§ WHAT YOU NEED TO DO: Reproduce every line from the one containing "Q: give x and y for each instance of the grey" through the end of the items, leaving the request lines and their sample coordinates as they are. Scale each answer coordinate by 2, rounding to a whole number with halves rounded up.

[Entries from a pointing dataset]
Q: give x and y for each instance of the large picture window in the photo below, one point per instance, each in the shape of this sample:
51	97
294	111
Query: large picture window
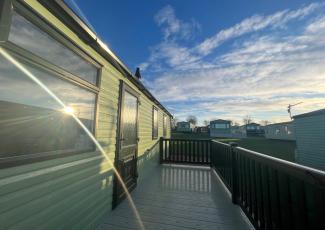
25	34
33	124
154	123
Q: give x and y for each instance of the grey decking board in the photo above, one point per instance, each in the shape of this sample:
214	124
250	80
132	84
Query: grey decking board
199	203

§ EXERCISE SOLUTION:
Q: give x and y for each instance of the grey decking board in the photo above, one point per instance, each in the shape of this sample:
214	124
250	80
132	84
Query: grey decking board
398	406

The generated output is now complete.